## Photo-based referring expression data
======
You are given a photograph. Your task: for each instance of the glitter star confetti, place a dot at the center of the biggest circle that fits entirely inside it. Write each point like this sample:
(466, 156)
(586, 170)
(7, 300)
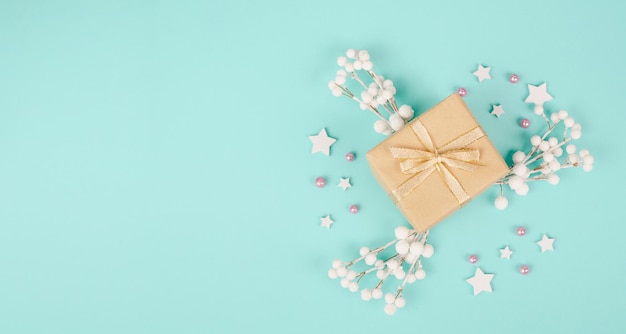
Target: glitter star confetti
(546, 244)
(321, 142)
(505, 253)
(344, 183)
(480, 281)
(482, 73)
(538, 94)
(326, 222)
(497, 110)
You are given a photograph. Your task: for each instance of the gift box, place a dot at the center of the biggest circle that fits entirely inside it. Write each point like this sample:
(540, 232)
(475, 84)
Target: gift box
(436, 163)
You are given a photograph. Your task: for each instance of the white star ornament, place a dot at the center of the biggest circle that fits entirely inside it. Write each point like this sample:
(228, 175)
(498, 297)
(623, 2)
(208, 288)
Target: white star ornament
(321, 142)
(546, 244)
(480, 281)
(482, 73)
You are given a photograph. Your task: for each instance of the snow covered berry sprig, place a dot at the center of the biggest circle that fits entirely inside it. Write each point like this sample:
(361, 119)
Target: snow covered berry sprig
(546, 156)
(405, 265)
(378, 96)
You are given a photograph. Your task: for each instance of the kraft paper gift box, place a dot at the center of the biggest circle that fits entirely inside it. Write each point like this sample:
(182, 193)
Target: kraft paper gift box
(436, 163)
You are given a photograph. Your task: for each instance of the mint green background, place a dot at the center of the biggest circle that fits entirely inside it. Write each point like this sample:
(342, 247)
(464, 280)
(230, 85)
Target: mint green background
(156, 176)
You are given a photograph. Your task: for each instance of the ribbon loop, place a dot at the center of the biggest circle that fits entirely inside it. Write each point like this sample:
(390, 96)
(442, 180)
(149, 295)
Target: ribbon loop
(422, 163)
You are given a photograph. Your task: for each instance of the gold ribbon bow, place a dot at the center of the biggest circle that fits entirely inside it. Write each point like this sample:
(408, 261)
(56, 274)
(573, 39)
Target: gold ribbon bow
(422, 163)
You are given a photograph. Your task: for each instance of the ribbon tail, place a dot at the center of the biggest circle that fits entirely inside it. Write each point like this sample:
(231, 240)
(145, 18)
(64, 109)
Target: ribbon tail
(407, 187)
(453, 184)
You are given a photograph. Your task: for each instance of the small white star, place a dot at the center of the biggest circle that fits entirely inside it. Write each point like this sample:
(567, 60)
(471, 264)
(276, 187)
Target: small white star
(482, 73)
(538, 94)
(326, 222)
(344, 183)
(505, 253)
(497, 110)
(546, 244)
(480, 281)
(321, 142)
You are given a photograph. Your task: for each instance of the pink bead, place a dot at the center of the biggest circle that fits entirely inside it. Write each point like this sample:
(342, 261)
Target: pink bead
(320, 182)
(524, 123)
(524, 269)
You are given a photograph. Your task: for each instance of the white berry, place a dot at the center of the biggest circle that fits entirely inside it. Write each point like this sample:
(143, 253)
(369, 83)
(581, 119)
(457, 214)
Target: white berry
(501, 202)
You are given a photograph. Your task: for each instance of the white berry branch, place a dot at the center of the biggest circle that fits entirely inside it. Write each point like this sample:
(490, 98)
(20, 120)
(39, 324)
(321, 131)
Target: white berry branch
(376, 96)
(546, 156)
(410, 247)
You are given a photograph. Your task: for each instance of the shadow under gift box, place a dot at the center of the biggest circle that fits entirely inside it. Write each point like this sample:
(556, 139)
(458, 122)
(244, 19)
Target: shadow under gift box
(436, 163)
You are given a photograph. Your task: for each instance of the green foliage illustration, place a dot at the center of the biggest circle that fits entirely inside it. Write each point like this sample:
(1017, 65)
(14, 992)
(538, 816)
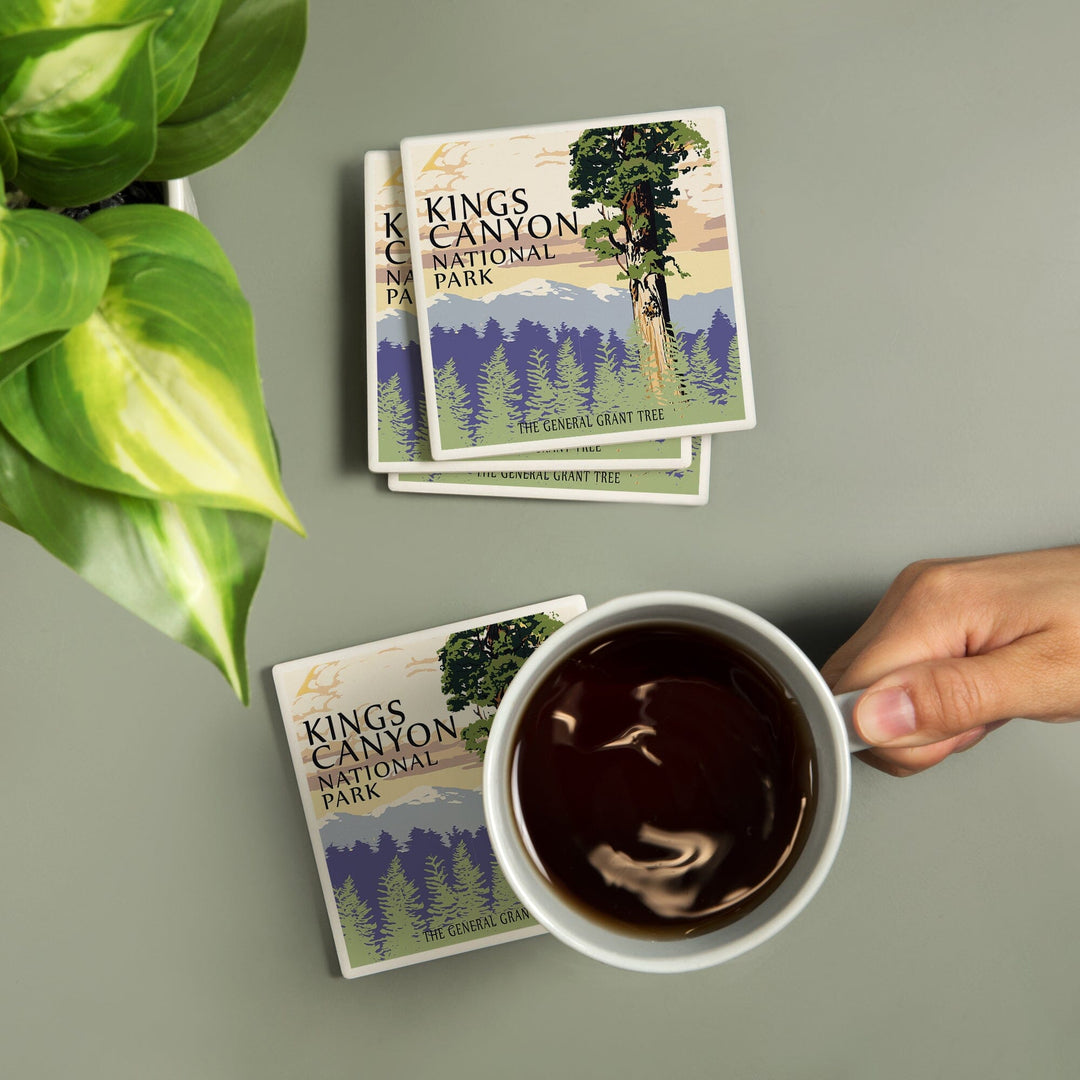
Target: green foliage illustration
(402, 913)
(478, 664)
(399, 430)
(630, 174)
(361, 933)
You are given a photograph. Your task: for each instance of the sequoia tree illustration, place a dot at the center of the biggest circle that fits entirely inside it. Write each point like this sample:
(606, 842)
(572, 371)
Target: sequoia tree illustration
(477, 665)
(630, 174)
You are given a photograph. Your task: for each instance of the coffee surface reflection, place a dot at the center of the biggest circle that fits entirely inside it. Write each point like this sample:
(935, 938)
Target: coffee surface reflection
(663, 779)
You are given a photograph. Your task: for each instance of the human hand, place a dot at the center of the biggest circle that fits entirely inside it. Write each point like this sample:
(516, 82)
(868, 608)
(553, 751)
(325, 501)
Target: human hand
(957, 647)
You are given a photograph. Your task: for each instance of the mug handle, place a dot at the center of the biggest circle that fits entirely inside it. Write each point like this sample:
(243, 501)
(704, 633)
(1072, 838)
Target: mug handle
(846, 702)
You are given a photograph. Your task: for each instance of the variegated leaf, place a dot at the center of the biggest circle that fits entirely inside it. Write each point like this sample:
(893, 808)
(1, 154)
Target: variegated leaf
(52, 274)
(9, 157)
(176, 44)
(244, 70)
(191, 571)
(79, 107)
(16, 358)
(158, 393)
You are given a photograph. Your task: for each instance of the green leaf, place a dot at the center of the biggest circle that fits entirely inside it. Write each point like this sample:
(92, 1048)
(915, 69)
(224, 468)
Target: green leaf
(9, 157)
(79, 107)
(147, 229)
(14, 360)
(244, 70)
(188, 570)
(52, 274)
(158, 393)
(176, 44)
(7, 514)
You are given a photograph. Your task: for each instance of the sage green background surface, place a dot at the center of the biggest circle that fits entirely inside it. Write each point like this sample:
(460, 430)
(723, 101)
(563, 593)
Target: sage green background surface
(907, 180)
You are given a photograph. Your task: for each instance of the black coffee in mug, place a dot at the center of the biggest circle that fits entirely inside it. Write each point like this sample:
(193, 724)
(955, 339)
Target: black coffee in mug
(663, 779)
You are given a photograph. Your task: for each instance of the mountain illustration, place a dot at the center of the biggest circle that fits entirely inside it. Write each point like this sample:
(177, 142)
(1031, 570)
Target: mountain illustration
(440, 809)
(553, 304)
(397, 326)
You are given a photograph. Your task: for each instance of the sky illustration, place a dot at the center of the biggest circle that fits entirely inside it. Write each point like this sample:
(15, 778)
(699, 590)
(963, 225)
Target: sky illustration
(538, 160)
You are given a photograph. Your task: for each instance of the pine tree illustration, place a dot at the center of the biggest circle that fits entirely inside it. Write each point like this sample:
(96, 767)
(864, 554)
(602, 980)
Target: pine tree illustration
(571, 385)
(607, 387)
(402, 912)
(540, 403)
(455, 414)
(469, 883)
(358, 925)
(499, 416)
(443, 904)
(731, 385)
(502, 895)
(705, 382)
(422, 437)
(674, 380)
(395, 422)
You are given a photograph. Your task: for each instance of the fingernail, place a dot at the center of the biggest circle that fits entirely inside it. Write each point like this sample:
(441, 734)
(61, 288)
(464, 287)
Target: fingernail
(886, 715)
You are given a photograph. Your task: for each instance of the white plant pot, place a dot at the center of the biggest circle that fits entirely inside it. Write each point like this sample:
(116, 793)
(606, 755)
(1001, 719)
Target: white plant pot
(178, 194)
======
## Task goal
When you copy the data above, keep each line exact and omit the pictures.

## Your response
You are given a photograph. Your task: for each instance of the glitter star confetti, place a dot at the center of the biggest circle that fits entirely inside it. Write each point like this sample:
(466, 156)
(586, 170)
(7, 300)
Target: glitter star confetti
(546, 244)
(321, 142)
(505, 253)
(344, 183)
(480, 281)
(482, 73)
(538, 94)
(326, 222)
(497, 110)
You are given a photograph. Your task: for each instance of the gift box, place a dot at the center of the biggest circle that fits entirely inside it. Write each point like this sample:
(540, 232)
(475, 84)
Target: gift box
(436, 163)
You are given a photograph. Your task: for each instance of the white star ornament, place a dot at the center of the biggest circle that fits entirely inside it. Write each point like this sample:
(228, 175)
(498, 297)
(623, 2)
(208, 288)
Target: white star ornament
(321, 142)
(546, 244)
(480, 281)
(482, 73)
You are given a photograph. Your task: for each instance of the snow covered berry sprig, place a dot at the center of the biggest circle that fits entirely inside it. Write each point like this sample:
(361, 119)
Target: snow covered berry sprig
(546, 156)
(405, 265)
(378, 96)
You are given a photograph. Your task: for each instance of the kraft paper gift box, place a dot at the center of the biggest circle that fits entirely inside it. Write each point like this sample:
(182, 193)
Target: kraft paper gift box
(436, 163)
You are given a photograph. Your task: for each instance of the mint green background, place a dot at the center of the biggest circle that fits entirely inside it. Write each point like this sample:
(342, 247)
(464, 280)
(230, 85)
Target: mint green background
(156, 176)
You are given a photograph. Your task: for each instance of the ribbon loop, place a dot at the center of the biggest circle that fits entirely inside it. Write each point like this sample:
(390, 96)
(442, 180)
(149, 295)
Target: ribbon loop
(422, 163)
You are given a photograph. Your task: for each instance of the gold ribbon bow, place a dot at the center of the biggest circle that fits entirely inside it. Write each point like this sample:
(408, 261)
(56, 274)
(573, 39)
Target: gold ribbon bow
(422, 163)
You are given a photograph. Your task: for each instance of the ribbon tail, place a dot at the center of the biggest circle that fits entirely inside it. Write each point like this sample:
(231, 240)
(145, 18)
(64, 109)
Target: ribbon tail
(407, 187)
(453, 184)
You are given a photograph. Your task: for each instance of the small white star, place a dot at the center of the biggest circle that fits entirely inside it. Write each point like this sample:
(567, 60)
(471, 264)
(276, 187)
Target: small white star
(482, 73)
(538, 94)
(326, 222)
(344, 183)
(505, 253)
(497, 110)
(546, 244)
(480, 281)
(321, 142)
You are given a photograph. Your task: for each instance of the pink bead, place a dot at the center of the biggest circle that fits entirely inside it. Write each point like this sample:
(342, 261)
Target: pink bead
(320, 182)
(524, 123)
(524, 269)
You are given a photograph. Your task: for each instance of the white berry, place a dot at the center of the biggest circle that fits entirely inside it. Write each point like this sample:
(143, 253)
(369, 83)
(581, 119)
(457, 214)
Target: white berry
(501, 202)
You are given a photograph. Your task: for each instance of the white berry branch, place a dot at the center of the biggest circle that fits entirely inside it. Write each point like this sample:
(490, 98)
(20, 120)
(39, 324)
(321, 131)
Target: white berry branch
(376, 96)
(546, 156)
(410, 247)
You are given a photograph. Your task: for each instance of the shadow under gift box, place a dot at the center of the biggest circle that fits entirely inside it. Write each point like this sample:
(556, 139)
(458, 122)
(244, 19)
Target: shadow under gift box
(436, 163)
You are given a photograph. Your task: for each instance of the green foliage illustration, place a dot at the center of the biggest circle that fits entirely inside it. Write each point like this sample:
(1017, 65)
(14, 992)
(538, 816)
Target: green foliage illustration
(402, 913)
(478, 664)
(399, 430)
(630, 174)
(361, 933)
You are given a photograph. Your task: for each instance of the sequoia tree illustration, place a dot at the center of the biggest circle that fits entirely inside it. Write each point like this sample:
(606, 842)
(572, 371)
Target: sequoia tree illustration
(477, 665)
(630, 174)
You are given a photograph. Your task: for each instance of the coffee surface reflection, place a dot at the center of the biggest circle that fits entirely inside it. Write each point like this sample:
(935, 938)
Target: coffee surface reflection
(663, 779)
You are given a photograph. Your task: for each instance of the human hand, place a dot at the center of the biggest circle that fits entirely inside it. Write each point like this sample:
(516, 82)
(868, 608)
(553, 751)
(325, 501)
Target: human hand
(957, 647)
You are given a photograph. Your task: for each instance of the mug handle, place a dot at the center of the biggest circle that fits entirely inside it. Write each point like this sample:
(243, 501)
(704, 633)
(1072, 838)
Target: mug handle
(846, 702)
You are given a photograph. Your task: for each instance of the variegated leaf, place a dot at the center of the biggest circle that fits entirely inside it. Write each point like this sample:
(893, 808)
(1, 154)
Target: variegated leaf
(52, 274)
(9, 157)
(176, 44)
(244, 70)
(191, 571)
(79, 107)
(16, 358)
(158, 393)
You are given a photograph. Your task: for each instance of the green leaf, place a dot at the center of the biggest circle that fits entirely inside it. Write each point like this sample:
(92, 1048)
(915, 69)
(224, 468)
Target: green leaf
(9, 157)
(79, 107)
(147, 229)
(14, 360)
(244, 70)
(188, 570)
(52, 274)
(158, 393)
(176, 44)
(7, 514)
You are given a photograph. Your task: for each instance of the sage green background surface, place a dot at the center of the biggest circle that fits entirely inside it. Write each point like this sample:
(460, 430)
(723, 101)
(563, 593)
Target: sage green background surface
(907, 180)
You are given a photograph. Your task: for each instance of the black coffee in mug, place a dot at the center of the biggest circle that fits entirely inside it. Write each point like this sample:
(193, 724)
(955, 339)
Target: black coffee in mug
(663, 779)
You are given a photograph. Your task: for each instance of the mountain illustration, place a dot at the center of the biggest circle that fits entirely inside it. Write each point like this sample:
(177, 142)
(1031, 570)
Target: mountain illustration
(440, 809)
(553, 304)
(397, 326)
You are given a photograph. Your task: for each instance of the sky illustration, place a dot at the center of the biggest circle that fits entirely inside it. Write each point like this sample:
(15, 778)
(699, 590)
(963, 225)
Target: sky illustration
(538, 160)
You are given a photograph. Your task: for each instance of the pine tree illustration, place a dot at the center of the biggest circle that fits entirely inside it. Write each point like this sample:
(96, 767)
(864, 554)
(602, 980)
Target: pine tree illustration
(571, 385)
(607, 387)
(402, 912)
(540, 403)
(455, 414)
(469, 883)
(358, 925)
(499, 416)
(443, 904)
(731, 385)
(502, 895)
(705, 382)
(422, 437)
(674, 380)
(395, 422)
You are given a photograph. Your task: for each instance of the fingernail, place a dot at the center of the biggest circle that fits entirely inside it. Write each point like this sample:
(441, 734)
(61, 288)
(464, 287)
Target: fingernail
(886, 715)
You are given a photograph. Your task: for each instance of the white plant pot, place a dot at the center of the biggest circle that fits entirely inside it. Write each point like this sample:
(116, 793)
(606, 755)
(1001, 719)
Target: white plant pot
(178, 194)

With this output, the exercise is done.